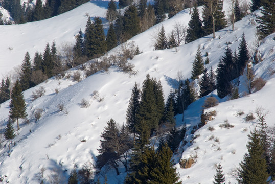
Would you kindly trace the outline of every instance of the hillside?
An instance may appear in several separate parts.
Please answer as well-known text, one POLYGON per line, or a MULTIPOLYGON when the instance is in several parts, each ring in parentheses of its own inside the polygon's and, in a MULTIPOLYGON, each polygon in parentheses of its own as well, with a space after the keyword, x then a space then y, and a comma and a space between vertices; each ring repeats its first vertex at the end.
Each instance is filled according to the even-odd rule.
MULTIPOLYGON (((51 42, 53 39, 57 43, 64 40, 74 42, 74 34, 79 28, 84 29, 87 20, 85 13, 88 12, 91 16, 104 16, 106 6, 103 3, 91 1, 64 14, 41 21, 10 25, 5 29, 1 29, 2 27, 0 26, 0 36, 2 37, 1 39, 13 48, 7 51, 7 45, 1 45, 0 52, 10 52, 14 56, 13 59, 10 60, 10 55, 2 55, 3 56, 0 58, 1 72, 4 73, 11 70, 9 64, 13 67, 20 63, 21 61, 18 61, 22 59, 26 51, 32 56, 37 50, 42 51, 46 43, 51 42), (6 36, 3 36, 5 34, 6 36), (24 35, 23 37, 22 35, 24 35), (26 44, 22 43, 25 42, 26 44), (26 51, 26 48, 31 48, 32 50, 26 51), (9 65, 5 64, 7 63, 5 61, 9 61, 9 65)), ((166 33, 171 31, 171 26, 176 21, 180 21, 187 25, 190 19, 188 12, 188 10, 185 10, 164 22, 166 33)), ((24 122, 20 120, 21 128, 16 132, 17 136, 14 140, 15 145, 10 151, 8 151, 6 141, 1 145, 0 176, 4 178, 4 182, 39 183, 43 179, 44 183, 48 183, 48 176, 52 174, 54 169, 57 169, 57 172, 60 171, 60 174, 66 180, 75 164, 78 168, 88 161, 94 164, 95 156, 98 154, 97 148, 99 145, 100 133, 106 125, 106 121, 113 118, 120 125, 125 122, 128 103, 135 81, 141 86, 146 75, 149 74, 151 76, 160 79, 165 96, 167 97, 170 89, 175 86, 177 71, 181 71, 185 78, 191 76, 192 64, 198 45, 203 48, 203 56, 205 56, 206 52, 209 54, 210 63, 205 67, 209 69, 213 66, 215 70, 220 56, 224 54, 226 42, 232 43, 230 47, 232 50, 237 49, 243 33, 245 34, 249 47, 253 48, 255 41, 255 20, 257 13, 259 12, 249 15, 237 22, 234 32, 231 27, 217 32, 216 39, 213 39, 209 35, 176 49, 153 51, 152 42, 148 40, 151 40, 152 34, 160 26, 157 25, 131 39, 143 51, 130 61, 138 71, 136 75, 124 73, 120 68, 113 66, 108 72, 101 71, 85 78, 84 71, 75 68, 66 71, 66 76, 68 77, 58 79, 54 77, 25 91, 28 118, 30 121, 24 122), (79 82, 73 81, 72 77, 77 70, 83 74, 82 80, 79 82), (41 86, 46 90, 45 95, 33 101, 32 92, 41 86), (55 92, 55 89, 58 89, 58 93, 55 92), (91 95, 95 90, 99 94, 97 99, 91 95), (80 104, 83 98, 91 102, 90 106, 87 108, 81 107, 80 104), (103 98, 103 100, 99 100, 99 98, 103 98), (60 111, 58 106, 61 104, 68 113, 65 113, 65 111, 60 111), (34 112, 38 108, 43 110, 42 116, 35 122, 34 112), (45 169, 43 178, 41 176, 43 168, 45 169)), ((219 99, 219 105, 209 109, 217 112, 215 119, 195 133, 195 135, 200 136, 192 142, 192 145, 187 144, 179 148, 178 154, 174 158, 176 163, 178 163, 180 158, 188 158, 194 154, 198 155, 195 164, 189 169, 181 169, 179 164, 176 164, 177 171, 183 183, 211 183, 215 173, 214 164, 220 162, 226 173, 226 183, 230 181, 231 183, 236 183, 236 181, 229 176, 228 173, 242 159, 246 151, 247 135, 253 129, 255 123, 245 122, 245 116, 250 112, 255 112, 257 107, 262 106, 270 111, 266 120, 269 125, 273 125, 272 120, 275 117, 272 110, 275 109, 275 105, 272 97, 275 81, 272 71, 275 68, 274 36, 273 34, 266 38, 258 48, 263 61, 253 66, 256 76, 261 76, 267 81, 263 88, 245 95, 247 89, 245 78, 244 76, 241 77, 239 91, 242 97, 230 101, 227 101, 226 97, 219 99), (245 114, 237 116, 238 110, 243 110, 245 114), (219 127, 219 124, 226 119, 234 127, 229 129, 219 127), (209 126, 213 126, 215 130, 210 131, 207 129, 209 126), (212 134, 219 139, 219 144, 212 146, 215 143, 214 141, 208 141, 212 134), (221 150, 216 151, 218 146, 221 150), (199 149, 194 150, 197 146, 199 149), (185 151, 182 153, 184 149, 185 151), (232 153, 234 150, 235 153, 232 153)), ((115 53, 119 48, 119 47, 113 49, 109 54, 115 53)), ((217 97, 216 91, 213 95, 217 97)), ((185 111, 184 121, 189 128, 188 141, 193 139, 190 134, 193 127, 200 122, 201 106, 205 98, 192 103, 185 111)), ((9 103, 9 101, 7 101, 0 107, 1 129, 6 126, 8 120, 9 103)), ((176 117, 178 126, 184 124, 181 117, 182 114, 176 117)), ((126 174, 124 168, 120 168, 121 174, 118 177, 112 171, 102 171, 107 174, 108 183, 123 183, 122 179, 126 174)), ((101 182, 103 181, 102 177, 100 179, 101 182)))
____
Task to carry out:
Copy out the text of the material above word for word and character for character, leaving out the pictures.

Result of this exercise:
Would you kindly trace the outline of every instance of the hillside?
An instance may appear in several separate parts.
Please answer as well-known text, one POLYGON per line, or a MULTIPOLYGON when the instance is in several parts, each ring in parentheses of its own inside the polygon's and, in a MULTIPOLYGON, each polygon in parentheses of its own as well, with a space after the keyword, x then a space then y, and a comma and a space between vertices; each ring repeats its first vertex at the end.
Each instance is filled according to the even-odd rule.
MULTIPOLYGON (((51 42, 53 39, 57 43, 64 40, 74 42, 74 34, 79 28, 84 29, 87 20, 85 13, 88 12, 91 16, 104 16, 106 6, 103 3, 91 1, 64 14, 41 21, 10 25, 5 29, 1 29, 2 27, 0 26, 0 36, 2 37, 1 39, 13 48, 7 51, 7 45, 1 45, 0 52, 10 52, 14 56, 13 59, 10 60, 10 55, 2 55, 3 56, 0 58, 1 72, 4 73, 11 70, 9 64, 13 67, 20 63, 21 61, 18 61, 22 59, 26 51, 32 56, 37 50, 42 51, 46 43, 51 42), (6 36, 3 36, 5 34, 6 36), (24 35, 23 37, 22 35, 24 35), (26 44, 22 43, 25 42, 26 44), (26 51, 26 48, 31 48, 32 50, 26 51), (9 65, 5 64, 7 63, 5 61, 9 61, 9 65)), ((166 33, 171 31, 171 26, 176 21, 180 21, 187 25, 190 19, 188 12, 188 10, 185 10, 164 22, 166 33)), ((24 122, 20 120, 21 128, 16 132, 17 136, 14 140, 15 145, 10 151, 8 151, 6 141, 1 145, 0 176, 4 178, 4 182, 39 183, 43 179, 44 183, 48 183, 48 176, 52 174, 54 169, 57 169, 57 172, 60 171, 60 174, 66 180, 75 164, 78 168, 88 161, 94 164, 95 156, 98 154, 97 148, 99 145, 100 133, 106 125, 106 121, 113 118, 120 125, 125 122, 128 103, 135 81, 141 86, 146 75, 149 74, 151 76, 160 79, 165 96, 167 97, 170 89, 175 86, 177 71, 181 71, 185 78, 191 76, 192 64, 198 45, 203 48, 203 56, 205 56, 206 52, 209 54, 210 63, 205 67, 209 69, 213 66, 215 70, 220 56, 224 54, 226 42, 232 43, 230 47, 232 50, 237 49, 243 33, 245 34, 249 47, 253 48, 255 41, 255 20, 257 13, 259 12, 249 15, 237 22, 234 32, 231 27, 217 32, 216 39, 213 39, 209 35, 176 49, 153 51, 152 42, 148 40, 151 40, 152 34, 160 26, 157 25, 131 39, 143 51, 130 61, 138 71, 136 75, 124 73, 120 68, 113 66, 108 72, 101 71, 85 78, 84 71, 75 68, 66 71, 66 76, 68 77, 58 79, 54 77, 25 91, 28 118, 30 121, 24 122), (79 82, 73 81, 72 77, 77 70, 83 74, 82 80, 79 82), (41 86, 46 90, 45 95, 33 101, 32 92, 41 86), (55 92, 55 89, 58 89, 58 93, 55 92), (91 95, 95 90, 99 94, 97 99, 91 95), (80 104, 83 98, 91 102, 90 106, 87 108, 81 107, 80 104), (103 98, 103 100, 99 100, 99 98, 103 98), (60 111, 58 106, 61 104, 68 113, 65 113, 65 111, 60 111), (34 112, 38 108, 43 110, 42 116, 35 122, 34 112), (45 169, 43 178, 41 176, 43 168, 45 169)), ((219 99, 219 105, 209 109, 217 112, 215 119, 195 133, 195 135, 200 136, 192 142, 192 145, 187 144, 179 148, 178 154, 174 158, 176 163, 178 163, 180 158, 188 158, 194 154, 198 155, 195 164, 189 169, 181 169, 179 164, 176 164, 177 171, 183 183, 211 183, 215 173, 214 164, 220 162, 226 173, 226 183, 230 181, 231 183, 236 183, 236 181, 229 176, 228 173, 242 159, 246 151, 247 135, 253 129, 255 123, 245 122, 245 116, 250 112, 255 112, 257 107, 262 106, 270 111, 266 120, 269 125, 273 125, 272 120, 275 117, 272 110, 275 109, 275 105, 272 97, 275 81, 272 71, 275 68, 274 36, 273 34, 266 38, 258 48, 263 61, 253 66, 256 76, 261 76, 267 81, 263 88, 245 95, 247 89, 245 78, 244 76, 241 77, 239 91, 242 97, 230 101, 227 101, 226 97, 219 99), (245 114, 237 116, 238 110, 243 110, 245 114), (219 127, 219 124, 226 119, 234 127, 229 129, 219 127), (209 126, 213 126, 215 130, 210 131, 207 129, 209 126), (212 134, 219 139, 219 144, 212 146, 215 143, 214 141, 208 141, 212 134), (221 150, 216 151, 218 146, 221 150), (199 149, 194 150, 197 146, 199 149), (185 151, 182 153, 184 149, 185 151), (232 153, 234 150, 235 153, 232 153)), ((115 53, 119 48, 119 47, 113 49, 109 54, 115 53)), ((217 97, 216 91, 213 95, 217 97)), ((185 111, 184 121, 189 128, 188 141, 193 139, 190 134, 193 127, 200 122, 201 106, 205 98, 192 103, 185 111)), ((9 103, 9 101, 7 101, 0 107, 1 129, 6 126, 8 120, 9 103)), ((176 117, 178 126, 184 124, 181 117, 182 114, 176 117)), ((126 174, 124 168, 120 168, 121 174, 118 177, 112 171, 102 171, 107 174, 108 183, 123 183, 122 179, 126 174)), ((101 182, 103 181, 102 177, 100 179, 101 182)))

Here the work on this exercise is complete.